• _About this exercise_:
Copy word for word the part of the records that runs from their start through the line containing "positive clicks: (295, 194)", including that line, and leave the pictures out of your answer.

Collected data
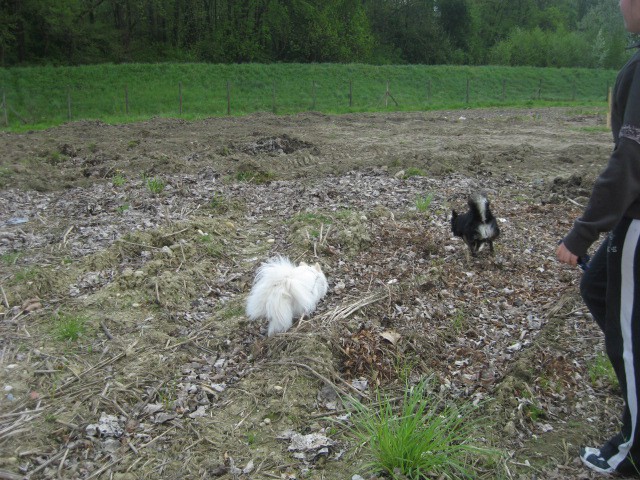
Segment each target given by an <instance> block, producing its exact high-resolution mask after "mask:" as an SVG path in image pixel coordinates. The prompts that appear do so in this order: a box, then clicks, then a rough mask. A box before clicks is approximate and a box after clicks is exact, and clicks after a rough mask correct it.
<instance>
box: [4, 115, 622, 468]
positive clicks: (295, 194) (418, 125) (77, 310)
mask: <svg viewBox="0 0 640 480" xmlns="http://www.w3.org/2000/svg"><path fill="white" fill-rule="evenodd" d="M611 146H612V142H611V135H610V133H609V132H608V131H607V129H606V126H605V116H604V112H603V111H597V110H594V109H590V110H586V109H585V110H581V109H539V110H471V111H448V112H429V113H422V112H421V113H390V114H389V113H388V114H357V115H343V116H330V115H323V114H319V113H313V112H311V113H305V114H300V115H295V116H274V115H271V114H256V115H252V116H248V117H242V118H211V119H207V120H203V121H194V122H186V121H182V120H176V119H174V120H169V119H152V120H150V121H147V122H142V123H135V124H127V125H107V124H104V123H101V122H98V121H82V122H74V123H69V124H66V125H63V126H60V127H57V128H52V129H49V130H46V131H37V132H29V133H25V134H14V133H6V132H5V133H0V286H1V287H2V291H1V292H0V333H1V338H0V388H2V392H1V395H2V397H1V398H0V478H23V477H25V476H26V477H28V478H34V479H35V478H73V479H76V478H77V479H89V478H110V479H111V478H113V479H123V480H124V479H135V478H168V479H192V478H193V479H196V478H251V479H271V478H286V479H295V478H300V479H302V478H305V479H350V478H352V476H354V475H356V474H359V475H362V476H363V477H364V478H383V477H382V476H376V475H375V473H371V472H366V470H365V469H364V468H363V465H364V463H365V462H366V460H367V458H366V452H367V450H366V446H362V445H360V444H359V442H358V441H356V440H355V439H354V438H353V437H352V436H351V435H350V434H349V432H348V430H347V429H345V428H344V427H343V426H342V424H341V423H339V422H337V421H336V420H337V419H339V418H343V416H344V414H345V413H347V412H346V411H345V407H344V406H343V405H342V403H341V401H340V398H341V396H343V395H346V394H350V395H357V396H359V397H360V398H361V399H362V400H363V401H364V402H367V401H368V399H372V398H375V396H376V391H378V390H382V391H384V392H387V393H389V394H391V395H396V396H401V395H402V392H403V391H404V387H405V385H406V384H407V383H409V384H412V383H415V382H416V381H418V380H419V379H422V378H427V377H431V378H432V379H433V388H434V390H435V391H436V392H437V393H438V395H440V396H441V397H442V398H444V399H446V401H451V402H473V403H475V404H477V405H478V406H479V408H478V411H477V413H478V415H480V416H483V417H485V419H484V421H483V425H484V429H483V430H482V431H481V432H479V434H478V435H479V437H478V438H477V439H476V440H477V441H478V442H481V443H482V444H484V445H491V446H493V447H495V448H497V449H499V450H500V452H502V453H503V456H502V457H501V458H500V459H499V460H496V461H492V462H479V463H478V464H477V465H476V472H477V477H478V478H505V479H507V478H523V479H524V478H527V479H528V478H561V479H578V478H595V477H592V476H591V474H590V472H588V471H586V470H585V469H584V468H583V467H582V466H581V464H580V462H579V460H578V459H577V454H578V448H579V446H580V445H585V444H586V445H594V446H596V445H599V444H600V443H602V442H603V441H605V440H606V439H607V438H608V437H609V436H610V435H612V434H613V433H615V432H616V431H617V429H618V417H619V413H620V411H621V405H622V404H621V401H620V398H619V392H618V389H617V386H616V385H615V381H612V380H611V379H610V378H609V377H608V376H607V375H606V374H604V373H601V372H598V371H596V369H595V366H596V365H597V364H598V359H599V358H601V356H602V352H603V341H602V336H601V334H600V332H599V331H598V329H597V327H596V326H595V324H594V322H593V321H592V320H591V319H590V316H589V314H588V312H587V311H586V310H585V308H584V306H583V305H582V303H581V301H580V299H579V295H578V283H579V281H580V276H581V271H580V270H579V269H577V268H576V269H571V268H568V267H565V266H561V265H559V264H558V263H557V262H556V261H555V258H554V250H555V246H556V243H557V241H558V240H559V239H561V238H562V236H563V235H564V234H565V233H566V232H567V231H568V229H569V228H570V226H571V223H572V221H573V219H574V218H575V217H576V216H577V215H579V214H580V211H581V207H580V206H581V205H584V204H585V202H586V201H587V198H588V195H589V192H590V188H591V185H592V183H593V181H594V179H595V177H596V175H597V173H598V172H599V171H600V170H601V169H602V168H603V166H604V165H605V164H606V162H607V160H608V155H609V153H610V150H611ZM476 190H482V191H484V192H486V193H487V194H488V196H489V198H490V199H491V201H492V208H493V211H494V214H495V215H496V217H498V219H499V221H500V228H501V236H500V238H499V239H498V241H497V243H496V252H495V255H494V256H490V255H488V254H486V253H485V252H482V254H481V255H480V256H479V257H478V258H473V259H469V258H467V255H466V251H465V249H466V247H465V246H464V244H463V242H462V241H461V240H460V239H458V238H452V236H451V233H450V229H449V216H450V212H451V209H452V208H455V209H457V210H463V209H464V208H465V203H466V198H467V196H468V195H469V193H471V192H472V191H476ZM429 198H430V199H431V202H430V204H429V202H428V200H426V201H425V202H424V203H425V204H428V207H427V208H426V210H425V211H421V210H420V209H419V208H418V203H419V200H425V199H429ZM277 254H280V255H286V256H289V257H290V258H292V259H294V260H296V261H307V262H316V261H317V262H319V263H320V264H321V265H322V268H323V270H324V272H325V274H326V276H327V279H328V281H329V285H330V289H329V293H328V295H327V296H326V297H325V298H324V300H323V301H322V302H321V303H320V305H319V308H318V309H317V310H316V312H314V314H313V315H312V316H311V317H310V318H305V319H302V320H301V321H299V322H296V324H295V325H294V327H293V328H292V329H291V330H290V331H289V332H287V333H285V334H282V335H277V336H275V337H266V336H265V332H266V324H265V323H264V322H248V321H247V318H246V317H245V315H244V301H245V298H246V296H247V294H248V291H249V289H250V287H251V282H252V279H253V275H254V273H255V270H256V268H257V267H258V265H259V264H260V262H261V261H263V260H265V259H267V258H269V257H270V256H272V255H277ZM76 337H77V338H76ZM336 394H337V395H336ZM287 432H288V433H287ZM292 432H293V433H292ZM294 433H295V434H297V437H296V438H297V439H301V438H302V439H306V440H310V439H316V440H318V441H319V443H317V442H316V443H314V444H313V445H311V444H308V445H307V446H306V447H304V448H303V447H298V449H296V446H295V442H294V438H293V437H295V435H294ZM305 435H306V437H304V436H305ZM301 436H302V437H301ZM356 478H357V477H356Z"/></svg>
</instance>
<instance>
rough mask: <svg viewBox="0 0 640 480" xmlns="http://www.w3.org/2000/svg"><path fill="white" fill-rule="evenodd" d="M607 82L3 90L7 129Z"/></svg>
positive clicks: (247, 84)
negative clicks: (119, 118)
mask: <svg viewBox="0 0 640 480" xmlns="http://www.w3.org/2000/svg"><path fill="white" fill-rule="evenodd" d="M612 82H613V78H610V75H601V76H600V78H597V79H594V78H588V77H587V76H584V75H583V76H574V77H572V78H566V77H558V76H555V77H551V78H540V77H538V78H536V77H534V76H529V77H523V78H508V79H507V78H502V79H501V78H497V77H491V76H488V77H486V78H480V79H478V78H472V77H470V76H469V77H466V78H456V79H443V78H437V79H430V78H426V79H425V78H422V79H409V78H405V79H394V80H383V79H380V78H378V79H344V80H342V81H339V82H335V81H327V80H326V79H319V80H314V79H311V80H309V79H306V81H298V80H296V79H281V80H273V81H270V82H269V81H268V82H265V81H250V80H247V79H240V80H238V79H235V80H226V81H221V82H217V83H211V84H206V83H193V82H191V83H190V82H182V81H178V82H176V83H168V82H163V81H162V79H158V80H157V81H155V82H152V83H139V82H138V83H133V84H119V85H118V84H110V85H109V84H92V83H85V84H82V83H74V84H68V85H65V86H60V85H58V86H56V87H54V88H33V87H24V88H2V87H1V86H0V93H1V95H2V98H1V105H0V114H1V119H0V121H1V122H2V124H3V126H4V127H10V126H13V125H37V124H51V123H61V122H65V121H70V120H77V119H102V118H114V117H117V118H121V117H125V118H126V117H136V118H137V117H149V116H224V115H246V114H251V113H254V112H261V111H270V112H273V113H276V114H292V113H298V112H303V111H319V112H324V113H348V112H362V111H401V110H428V109H438V108H465V107H478V106H501V105H505V106H508V105H522V104H524V105H527V104H530V105H533V104H538V103H544V102H562V103H572V102H574V103H577V104H584V103H593V102H606V100H607V93H608V89H609V86H610V85H611V83H612Z"/></svg>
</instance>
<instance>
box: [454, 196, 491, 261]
mask: <svg viewBox="0 0 640 480" xmlns="http://www.w3.org/2000/svg"><path fill="white" fill-rule="evenodd" d="M467 203H468V204H469V210H468V211H467V212H466V213H463V214H460V215H458V214H457V213H456V211H455V210H453V211H452V212H451V231H452V232H453V234H454V235H455V236H456V237H462V239H463V240H464V243H466V244H467V246H468V247H469V251H470V252H471V255H472V256H474V257H475V256H476V255H477V254H478V252H479V251H480V250H482V249H483V247H484V246H485V245H489V250H490V251H491V253H492V254H493V241H494V240H495V239H496V238H497V237H498V235H500V229H499V228H498V223H497V222H496V219H495V217H494V216H493V214H492V213H491V209H490V208H489V200H488V199H487V197H486V196H485V195H483V194H481V193H474V194H472V195H471V196H470V197H469V201H468V202H467Z"/></svg>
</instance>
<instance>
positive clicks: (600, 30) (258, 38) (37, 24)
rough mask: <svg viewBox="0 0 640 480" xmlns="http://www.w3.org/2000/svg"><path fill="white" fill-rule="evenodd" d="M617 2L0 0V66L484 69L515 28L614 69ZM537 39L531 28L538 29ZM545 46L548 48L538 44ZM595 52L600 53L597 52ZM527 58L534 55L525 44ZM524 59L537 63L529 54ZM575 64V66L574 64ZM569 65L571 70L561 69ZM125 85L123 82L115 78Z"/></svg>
mask: <svg viewBox="0 0 640 480" xmlns="http://www.w3.org/2000/svg"><path fill="white" fill-rule="evenodd" d="M617 3H618V2H617V0H603V1H599V2H595V1H588V2H585V1H581V2H576V1H575V0H557V1H554V2H541V1H536V0H519V1H517V2H505V1H503V0H446V1H416V0H412V1H402V2H399V1H397V0H362V1H357V0H333V1H331V2H320V1H313V2H311V1H308V0H243V1H241V2H239V1H234V0H215V1H193V0H118V1H115V0H111V1H97V2H88V1H79V0H57V1H52V0H47V1H36V0H22V1H4V2H0V65H10V66H16V65H33V64H42V65H44V64H49V65H80V64H94V63H105V62H114V63H132V62H150V63H157V62H172V61H175V62H180V63H183V64H184V63H190V62H207V63H250V62H251V63H253V62H264V63H273V62H303V63H310V62H345V63H346V62H366V63H379V64H390V63H403V64H404V63H411V64H429V65H436V64H462V63H464V64H483V63H486V61H487V59H488V57H487V52H489V51H491V50H492V49H493V47H495V46H496V44H497V43H499V42H502V41H504V40H506V39H507V38H509V37H510V36H511V35H512V33H513V31H514V30H516V29H520V30H522V31H524V32H533V31H539V32H541V33H542V35H543V36H547V35H549V38H556V39H557V40H560V39H561V37H554V34H556V33H558V32H570V33H571V34H575V35H578V36H579V37H581V38H580V41H579V42H578V43H581V44H583V43H584V42H587V43H589V44H593V39H596V38H597V37H598V35H599V34H600V37H599V38H600V40H601V41H602V42H603V44H602V45H600V44H598V46H597V48H594V49H592V50H590V51H589V52H588V55H587V56H582V52H579V53H576V54H575V55H574V58H573V59H572V62H576V61H578V62H584V63H579V65H580V66H582V67H585V66H590V65H593V64H594V62H593V60H594V58H596V57H598V56H599V58H600V59H599V62H600V63H596V64H597V65H598V66H606V67H607V68H615V67H619V66H620V64H619V63H613V62H614V59H615V58H616V57H618V58H619V57H620V55H621V54H622V53H623V50H622V48H623V44H622V43H621V42H620V39H624V37H625V34H624V30H623V27H622V21H621V18H620V15H619V12H618V7H617ZM536 35H537V34H536ZM544 43H549V42H546V41H544ZM601 47H602V48H601ZM528 51H529V52H530V53H532V54H535V53H537V52H533V51H531V50H528ZM525 64H526V65H533V64H534V63H532V62H531V59H530V58H528V57H527V63H525ZM572 64H573V63H572ZM565 66H569V65H565ZM121 85H122V84H121Z"/></svg>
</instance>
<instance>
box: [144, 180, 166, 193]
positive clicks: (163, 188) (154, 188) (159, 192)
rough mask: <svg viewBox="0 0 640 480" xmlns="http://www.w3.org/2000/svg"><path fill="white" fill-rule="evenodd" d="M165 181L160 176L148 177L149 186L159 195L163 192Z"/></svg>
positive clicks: (164, 184) (147, 182) (147, 186)
mask: <svg viewBox="0 0 640 480" xmlns="http://www.w3.org/2000/svg"><path fill="white" fill-rule="evenodd" d="M164 187H165V183H164V182H163V181H162V180H160V179H158V178H148V179H147V188H148V189H149V191H150V192H151V193H153V194H154V195H158V194H160V193H162V191H163V190H164Z"/></svg>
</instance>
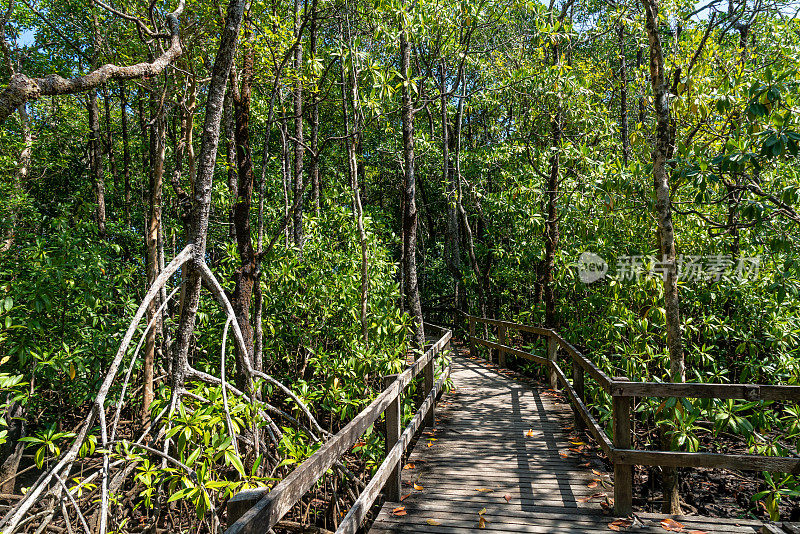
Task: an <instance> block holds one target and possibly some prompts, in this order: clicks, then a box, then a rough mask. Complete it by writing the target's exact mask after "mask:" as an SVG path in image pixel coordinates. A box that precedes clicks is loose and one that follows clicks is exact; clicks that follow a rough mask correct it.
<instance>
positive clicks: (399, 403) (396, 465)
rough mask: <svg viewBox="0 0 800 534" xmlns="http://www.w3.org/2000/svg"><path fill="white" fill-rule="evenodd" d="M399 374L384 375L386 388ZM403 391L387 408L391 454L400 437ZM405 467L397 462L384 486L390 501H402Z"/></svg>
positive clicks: (388, 453)
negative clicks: (384, 486)
mask: <svg viewBox="0 0 800 534" xmlns="http://www.w3.org/2000/svg"><path fill="white" fill-rule="evenodd" d="M396 378H397V375H389V376H384V377H383V384H384V388H387V387H389V386H390V385H391V384H392V382H394V381H395V379H396ZM401 394H402V391H399V392H398V393H397V397H395V398H394V400H393V401H392V402H391V403H390V404H389V406H388V407H387V408H386V412H384V413H385V415H386V442H385V448H386V454H387V455H388V454H389V451H391V450H392V447H394V446H395V444H397V441H398V440H399V439H400V395H401ZM402 468H403V462H402V461H399V462H397V465H396V466H395V467H394V469H392V473H391V474H390V475H389V479H388V480H387V481H386V486H385V487H384V490H383V491H384V497H385V498H386V500H387V501H389V502H399V501H400V491H401V488H400V482H401V469H402Z"/></svg>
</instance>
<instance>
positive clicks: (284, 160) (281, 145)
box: [280, 117, 294, 248]
mask: <svg viewBox="0 0 800 534" xmlns="http://www.w3.org/2000/svg"><path fill="white" fill-rule="evenodd" d="M280 132H281V176H282V178H283V217H284V219H286V226H284V228H283V237H284V241H285V244H286V248H289V242H290V238H289V236H290V235H293V232H292V225H293V223H294V221H293V220H290V219H289V191H290V190H291V178H290V176H289V174H290V172H291V171H290V169H289V167H290V163H289V140H288V137H289V134H288V127H287V125H286V117H283V119H281V124H280Z"/></svg>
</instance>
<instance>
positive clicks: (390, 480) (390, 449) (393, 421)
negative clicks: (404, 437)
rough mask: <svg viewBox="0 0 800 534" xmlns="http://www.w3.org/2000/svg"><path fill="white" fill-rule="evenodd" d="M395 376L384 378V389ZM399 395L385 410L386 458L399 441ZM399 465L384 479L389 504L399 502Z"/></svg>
mask: <svg viewBox="0 0 800 534" xmlns="http://www.w3.org/2000/svg"><path fill="white" fill-rule="evenodd" d="M427 369H428V366H427V365H426V366H425V370H426V373H427ZM395 378H396V376H395V375H390V376H385V377H384V378H383V379H384V387H389V385H390V384H391V383H392V382H393V381H394V380H395ZM426 382H427V375H426ZM400 406H401V402H400V395H398V396H397V397H395V399H394V400H393V401H392V402H391V403H390V404H389V406H388V407H387V408H386V412H384V414H385V415H386V441H385V443H384V445H385V450H386V455H387V456H388V455H389V453H390V452H391V451H392V449H393V448H394V446H395V445H396V444H397V440H399V439H400V419H401V417H400V415H401V413H400ZM401 464H402V461H399V462H397V464H396V465H395V466H394V467H393V468H392V469H391V470H390V473H389V476H388V478H387V479H386V487H385V488H384V496H385V498H386V500H387V501H390V502H399V501H400V492H401V488H400V484H401V482H402V480H401V473H400V469H401Z"/></svg>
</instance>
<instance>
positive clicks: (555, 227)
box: [542, 45, 562, 328]
mask: <svg viewBox="0 0 800 534" xmlns="http://www.w3.org/2000/svg"><path fill="white" fill-rule="evenodd" d="M560 62H561V50H560V49H559V46H558V45H555V46H553V65H559V64H560ZM561 115H562V110H561V102H558V104H557V109H556V111H555V114H554V116H553V117H552V118H551V119H550V137H551V147H552V153H551V154H550V173H549V175H548V177H547V220H546V221H545V230H544V264H543V265H542V286H543V288H544V309H545V325H546V326H547V327H549V328H554V327H555V326H556V324H557V318H556V295H555V287H554V285H555V280H554V274H553V273H554V271H555V260H556V250H558V240H559V230H558V185H559V183H558V182H559V179H558V176H559V172H560V166H561V120H562V117H561Z"/></svg>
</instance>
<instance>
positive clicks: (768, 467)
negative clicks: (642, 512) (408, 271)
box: [464, 314, 800, 516]
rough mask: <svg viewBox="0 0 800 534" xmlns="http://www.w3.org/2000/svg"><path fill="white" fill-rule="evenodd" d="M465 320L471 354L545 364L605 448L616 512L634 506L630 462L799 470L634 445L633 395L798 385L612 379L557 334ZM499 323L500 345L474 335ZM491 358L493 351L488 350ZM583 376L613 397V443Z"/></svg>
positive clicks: (604, 449)
mask: <svg viewBox="0 0 800 534" xmlns="http://www.w3.org/2000/svg"><path fill="white" fill-rule="evenodd" d="M464 316H465V317H466V318H467V319H468V321H469V332H470V354H471V355H472V356H476V353H477V351H476V348H475V345H476V344H478V345H482V346H485V347H487V348H489V349H495V350H497V351H498V363H499V364H500V365H501V366H503V365H505V353H509V354H514V355H517V356H521V357H523V358H525V359H527V360H530V361H533V362H535V363H539V364H543V365H547V367H548V371H549V375H550V385H551V387H552V388H553V389H556V388H557V384H558V382H561V383H562V384H563V386H564V390H565V391H566V393H567V395H568V396H569V398H570V401H571V403H572V406H573V412H574V414H575V422H576V426H577V427H579V428H586V429H587V430H588V431H589V432H590V433H591V434H592V436H593V437H594V438H595V440H597V442H598V443H599V444H600V447H601V448H602V449H603V452H605V454H606V455H607V456H608V457H609V459H610V460H611V462H612V463H613V464H614V510H615V512H616V513H617V514H618V515H623V516H627V515H630V513H631V510H632V489H633V488H632V486H633V480H632V466H634V465H651V466H664V467H716V468H726V469H739V470H743V471H773V472H782V473H792V474H798V473H800V458H784V457H774V456H759V455H754V454H722V453H707V452H678V451H650V450H646V451H643V450H636V449H633V448H632V433H631V425H630V422H631V398H632V397H675V398H698V399H699V398H706V399H742V400H748V401H754V400H779V401H794V402H800V386H774V385H766V384H712V383H694V382H682V383H662V382H633V381H630V380H628V379H627V378H624V377H623V378H610V377H609V376H608V375H606V374H605V373H604V372H603V371H602V370H601V369H599V368H598V367H597V366H596V365H595V364H594V363H593V362H592V361H590V360H589V359H588V358H586V356H584V355H583V354H582V353H581V352H580V351H579V350H578V349H576V348H575V347H573V346H572V345H570V344H569V343H568V342H567V341H566V340H564V338H562V337H561V335H560V334H558V332H556V331H555V330H552V329H548V328H538V327H532V326H528V325H523V324H519V323H512V322H509V321H499V320H497V319H488V318H485V317H475V316H473V315H469V314H464ZM476 323H481V324H488V325H493V326H497V327H498V339H499V341H500V343H495V342H493V341H489V340H484V339H480V338H478V337H476V336H475V324H476ZM509 328H510V329H513V330H517V331H521V332H531V333H534V334H537V335H540V336H544V337H545V338H547V359H545V358H542V357H541V356H536V355H534V354H531V353H529V352H525V351H522V350H519V349H516V348H514V347H510V346H509V345H507V344H506V331H507V329H509ZM557 345H558V346H561V347H562V348H564V350H565V351H566V352H567V353H568V354H569V355H570V356H571V358H572V362H573V365H572V371H573V383H572V384H571V383H570V382H569V380H568V379H567V376H566V374H565V373H564V371H563V370H562V369H561V367H559V365H558V362H557V360H556V346H557ZM489 358H490V359H491V351H490V352H489ZM585 374H589V375H590V376H591V377H592V378H594V379H595V381H596V382H597V383H598V384H599V385H600V387H601V388H602V389H603V390H604V391H605V392H606V393H609V394H610V395H611V403H612V428H613V436H614V438H613V441H612V440H611V439H609V437H608V435H607V434H606V432H605V430H603V429H602V428H601V427H600V424H599V423H598V422H597V420H596V419H595V418H594V417H593V416H592V414H591V412H590V411H589V409H588V408H587V407H586V398H585V392H584V378H585V376H584V375H585Z"/></svg>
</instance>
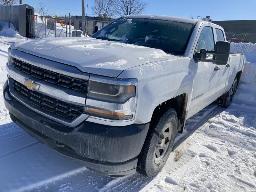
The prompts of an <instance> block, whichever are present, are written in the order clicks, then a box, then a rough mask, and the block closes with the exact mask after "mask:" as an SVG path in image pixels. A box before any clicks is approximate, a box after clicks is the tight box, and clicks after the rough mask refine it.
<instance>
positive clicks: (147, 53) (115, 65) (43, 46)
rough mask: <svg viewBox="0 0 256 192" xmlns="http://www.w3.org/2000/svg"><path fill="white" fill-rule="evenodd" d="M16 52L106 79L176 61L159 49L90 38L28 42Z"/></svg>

• _Output of the task_:
Segment each target given by an <instance> block, producing its exact high-resolution mask after "mask:" as an SVG path in image pixel coordinates. The prompts that appear do so in this order: a box, then clicks, then a rough mask. A box before clicks is approximate and a box after clicks is exact, and clicks after a rough mask correct it.
<instance>
box: [4, 115, 622, 468]
positive clicks: (295, 194) (418, 125) (77, 310)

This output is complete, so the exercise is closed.